• REQUIRED WORK: Copy out each line of the data below word for word.

· · · ·

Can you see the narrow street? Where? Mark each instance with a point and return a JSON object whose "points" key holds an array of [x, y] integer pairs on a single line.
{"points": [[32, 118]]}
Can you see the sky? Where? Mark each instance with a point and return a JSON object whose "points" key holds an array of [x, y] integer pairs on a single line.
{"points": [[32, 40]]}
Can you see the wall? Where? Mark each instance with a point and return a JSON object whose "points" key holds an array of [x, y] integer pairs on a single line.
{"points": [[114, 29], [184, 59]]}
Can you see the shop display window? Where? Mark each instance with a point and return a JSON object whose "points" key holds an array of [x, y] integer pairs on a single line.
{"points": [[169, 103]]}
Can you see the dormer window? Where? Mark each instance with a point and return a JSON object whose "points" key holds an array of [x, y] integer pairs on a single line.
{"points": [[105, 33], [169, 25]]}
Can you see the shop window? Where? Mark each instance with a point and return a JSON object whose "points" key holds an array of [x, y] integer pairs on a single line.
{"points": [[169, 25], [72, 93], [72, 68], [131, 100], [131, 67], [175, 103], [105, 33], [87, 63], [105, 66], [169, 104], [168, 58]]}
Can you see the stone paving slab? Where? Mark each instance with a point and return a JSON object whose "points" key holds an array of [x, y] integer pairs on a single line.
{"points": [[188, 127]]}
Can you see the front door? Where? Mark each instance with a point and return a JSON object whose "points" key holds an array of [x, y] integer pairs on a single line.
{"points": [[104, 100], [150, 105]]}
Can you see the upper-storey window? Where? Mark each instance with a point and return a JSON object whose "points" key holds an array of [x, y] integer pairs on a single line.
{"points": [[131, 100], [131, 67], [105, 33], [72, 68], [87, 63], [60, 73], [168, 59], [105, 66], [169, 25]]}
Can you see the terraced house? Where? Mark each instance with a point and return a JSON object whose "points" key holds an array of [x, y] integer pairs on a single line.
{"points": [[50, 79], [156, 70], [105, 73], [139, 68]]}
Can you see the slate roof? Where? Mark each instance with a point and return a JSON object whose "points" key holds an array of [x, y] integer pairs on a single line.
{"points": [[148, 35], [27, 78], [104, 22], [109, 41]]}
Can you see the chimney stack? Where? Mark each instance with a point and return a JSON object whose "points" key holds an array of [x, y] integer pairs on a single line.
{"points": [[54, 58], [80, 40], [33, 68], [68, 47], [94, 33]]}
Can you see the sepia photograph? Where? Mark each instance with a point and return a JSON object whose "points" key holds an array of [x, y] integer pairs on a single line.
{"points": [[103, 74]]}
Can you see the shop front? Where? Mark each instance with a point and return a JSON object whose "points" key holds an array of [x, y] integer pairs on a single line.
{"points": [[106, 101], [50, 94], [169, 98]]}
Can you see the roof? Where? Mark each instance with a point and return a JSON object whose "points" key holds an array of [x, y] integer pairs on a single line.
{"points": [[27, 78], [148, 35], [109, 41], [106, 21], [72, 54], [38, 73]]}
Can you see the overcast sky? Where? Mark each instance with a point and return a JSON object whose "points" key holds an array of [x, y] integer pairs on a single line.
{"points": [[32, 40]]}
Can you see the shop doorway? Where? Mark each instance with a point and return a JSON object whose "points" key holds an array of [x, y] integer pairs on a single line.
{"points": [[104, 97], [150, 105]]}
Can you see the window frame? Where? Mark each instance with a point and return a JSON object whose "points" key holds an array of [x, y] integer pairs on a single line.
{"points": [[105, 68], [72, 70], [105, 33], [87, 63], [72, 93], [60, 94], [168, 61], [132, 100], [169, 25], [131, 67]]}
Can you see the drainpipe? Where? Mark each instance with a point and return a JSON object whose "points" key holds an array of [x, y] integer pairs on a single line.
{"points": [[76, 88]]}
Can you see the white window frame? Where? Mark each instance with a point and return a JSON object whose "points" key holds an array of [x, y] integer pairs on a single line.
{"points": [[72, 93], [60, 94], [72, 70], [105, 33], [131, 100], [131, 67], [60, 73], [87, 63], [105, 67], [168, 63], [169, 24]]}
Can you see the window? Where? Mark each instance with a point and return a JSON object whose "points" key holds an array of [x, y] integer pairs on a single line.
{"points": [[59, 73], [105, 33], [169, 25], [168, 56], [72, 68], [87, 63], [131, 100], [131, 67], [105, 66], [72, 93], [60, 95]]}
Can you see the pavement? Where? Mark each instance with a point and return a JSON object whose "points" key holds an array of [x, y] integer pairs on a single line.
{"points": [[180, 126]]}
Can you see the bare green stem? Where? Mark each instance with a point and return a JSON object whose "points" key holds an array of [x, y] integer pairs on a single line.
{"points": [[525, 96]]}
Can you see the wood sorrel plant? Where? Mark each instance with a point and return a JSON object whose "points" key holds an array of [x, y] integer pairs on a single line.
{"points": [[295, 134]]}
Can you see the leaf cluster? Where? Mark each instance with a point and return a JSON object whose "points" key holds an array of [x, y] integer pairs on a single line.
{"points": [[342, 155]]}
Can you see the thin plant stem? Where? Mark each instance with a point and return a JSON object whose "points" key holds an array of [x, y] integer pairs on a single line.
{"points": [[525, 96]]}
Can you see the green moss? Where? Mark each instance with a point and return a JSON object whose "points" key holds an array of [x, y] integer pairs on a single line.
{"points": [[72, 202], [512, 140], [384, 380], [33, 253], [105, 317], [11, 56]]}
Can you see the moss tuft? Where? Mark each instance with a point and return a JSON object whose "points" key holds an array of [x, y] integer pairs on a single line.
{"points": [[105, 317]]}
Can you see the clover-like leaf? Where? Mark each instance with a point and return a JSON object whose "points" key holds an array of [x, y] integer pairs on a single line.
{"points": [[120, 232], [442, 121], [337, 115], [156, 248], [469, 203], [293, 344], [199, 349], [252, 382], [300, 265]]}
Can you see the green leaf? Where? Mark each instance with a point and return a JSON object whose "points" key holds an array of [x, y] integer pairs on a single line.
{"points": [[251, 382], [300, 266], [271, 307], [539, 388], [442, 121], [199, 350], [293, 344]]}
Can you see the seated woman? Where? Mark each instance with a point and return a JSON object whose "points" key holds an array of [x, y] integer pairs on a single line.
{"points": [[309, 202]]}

· · · ·

• SOLUTION TO THE EXERCISE:
Can you see the narrow street? Where? Mark each instance with a point and return a JSON object whose "points" key holds an array of [x, y] integer pairs on a single line.
{"points": [[32, 118]]}
Can you see the sky? Where? Mark each instance with a point and return a JSON object whose "points" key holds an array of [x, y] integer pairs on a single line.
{"points": [[32, 40]]}
Can you see the wall? Where? Mark each instance with a point and return a JSON object whose "points" key holds an array of [x, y] integer pairs on a single line.
{"points": [[114, 29], [184, 59]]}
Can you see the shop display window? Where? Mark each instance with a point and return a JSON object whose "points" key holds an array of [x, y] integer pairs on a single line.
{"points": [[169, 103]]}
Can you see the dormer window? Where? Mark each instance with a point and return a JSON object whose "points" key holds an array of [x, y] integer pairs on a single line.
{"points": [[105, 33], [169, 25]]}
Can you see the shop window? Where? Mark each instance with a point and return a JSON object whose "points" key holds an array of [x, y] integer pairs on a single line.
{"points": [[169, 25], [72, 93], [72, 68], [131, 100], [131, 67], [175, 103], [105, 33], [87, 63], [105, 66], [169, 104], [168, 58]]}
Can you see the stone paving slab? Where? Mark each instance with a point and return a JSON object whose "points" key holds an array of [x, y] integer pairs on a single line.
{"points": [[188, 127]]}
Can you see the front door? Where? Mark each instance with a point and return a JSON object whose "points" key holds an array of [x, y] integer pairs on a single line.
{"points": [[104, 100], [150, 105]]}
Can you see the upper-storey window? Where? Mark each instance with a point and return a JSON object whose "points" key holds an array of [x, y] integer pairs on a single line.
{"points": [[131, 100], [131, 67], [105, 33], [72, 68], [87, 63], [60, 73], [168, 59], [105, 66], [169, 25]]}
Can you see the terraced house? Where? Mark each instance with a point and return a JSON object whose "points" key holds an array of [x, y] integer pairs on a single line.
{"points": [[50, 79], [156, 70], [105, 73], [139, 68]]}
Can you see the slate roof? Where? Mark each instance with a point and return a JSON object whose "points" key holds an array of [x, y] integer pairs on a single line.
{"points": [[148, 35], [27, 78], [104, 22], [109, 41]]}
Can you see the chimney stack? Where? Mark each instance with a point and return a JSON object whose "points" key holds an array of [x, y] integer pairs on a single line.
{"points": [[54, 58], [80, 40], [33, 68], [68, 47], [94, 33]]}
Can you see the sepia photograph? Where? Mark each instance with a point and return a JSON object whose "points" key holds an array of [x, y] integer pairs on a single line.
{"points": [[103, 74]]}
Can you see the shop front? Where? Mark each instance with a point and return a JSON object whose "points" key holds an array of [x, y] integer pairs on a single line.
{"points": [[106, 101], [50, 94], [169, 98]]}
Can you see the roof? Where? Mark each instance with a point and return a JSON object whose "points" key holds an array of [x, y] integer pairs on a single line.
{"points": [[27, 78], [148, 35], [109, 41], [106, 21], [72, 54], [38, 73]]}
Can you see the overcast sky? Where? Mark each instance with a point and return a JSON object whose "points" key holds an array of [x, y] integer pairs on a single line.
{"points": [[32, 40]]}
Can you see the shop doorway? Where? Mark each instance with a point and return a JSON object whose "points" key holds an array of [x, y] integer pairs on a single line.
{"points": [[104, 97], [150, 105]]}
Can you see the window frame? Where? Mark each instance with a point and return a JSON object whose "points" key holds an array of [x, y] integer pairs on a single line.
{"points": [[105, 68], [72, 70], [105, 33], [87, 63], [72, 93], [60, 94], [168, 61], [132, 100], [169, 25], [131, 67]]}
Can you see the drainpipe? Where? Mark each instance with a point and return a JSON object whose "points" key holds an array of [x, y] integer pairs on a single line.
{"points": [[76, 88]]}
Can you see the white window frame? Where? Mark each instance with a point and return a JSON object whose "points" key holds an array of [x, y] integer pairs on a single line.
{"points": [[72, 93], [60, 94], [72, 70], [105, 33], [131, 100], [131, 67], [60, 73], [87, 63], [105, 67], [168, 63], [169, 24]]}
Can you see the window? Where? Mark each instance with a point and return a JSON object whose "points" key holds an array of [x, y] integer pairs on a single line.
{"points": [[59, 73], [105, 33], [169, 25], [168, 56], [72, 68], [87, 63], [131, 100], [131, 67], [105, 66], [72, 93], [60, 95]]}
Can you see the pavement? Where? Mark each instance with a point and return a JSON object whose "points" key holds an array of [x, y] integer pairs on a single line.
{"points": [[180, 126]]}
Can you see the bare green stem? Where? Mark each instance with a point and return a JSON object whose "points" key holds an array of [x, y] integer pairs on a single line.
{"points": [[525, 96]]}
Can you see the wood sorrel plant? Where? Mark each instance with a point and return a JSON object whose "points" key holds an array of [x, y] integer pairs on a single line.
{"points": [[295, 134]]}
Can you see the leaf cluster? Where? Mark each instance with a point and return a JSON object whose "points" key holds an array of [x, y] integer pairs on a single line.
{"points": [[342, 155]]}
Can you see the thin plant stem? Where? Mark each instance with a point and return a JSON object whose "points" key holds an array of [x, y] integer pairs on a single line.
{"points": [[525, 96]]}
Can you see the green moss? Where? Mark each instance with a point and return a JSON object whose "points" key holds an array of [x, y] integer pairs on a single line.
{"points": [[72, 202], [512, 140], [384, 380], [33, 253], [105, 317], [11, 56]]}
Can you see the moss tuft? Where? Mark each instance with a point and return a JSON object whose "points" key holds an array of [x, y] integer pairs on a single line.
{"points": [[105, 317]]}
Can you see the clover-like leaf? Where? Mark each instance with a point and return a JSON object whose "points" key holds an array of [x, y] integer pairs on a single line.
{"points": [[120, 232], [442, 121], [337, 115], [156, 248], [469, 203], [293, 344], [199, 349], [252, 382], [300, 265]]}
Can you see the green leaf? Where? Mark each instance with a point and return a JSON object whose "points" key holds an array of [x, y] integer pairs on a single line.
{"points": [[251, 382], [300, 266], [271, 307], [539, 388], [442, 121], [199, 350], [293, 344]]}
Can you see the seated woman? Where? Mark each instance with a point and return a JSON object whose "points" key holds an array of [x, y] integer pairs on a single line.
{"points": [[309, 202]]}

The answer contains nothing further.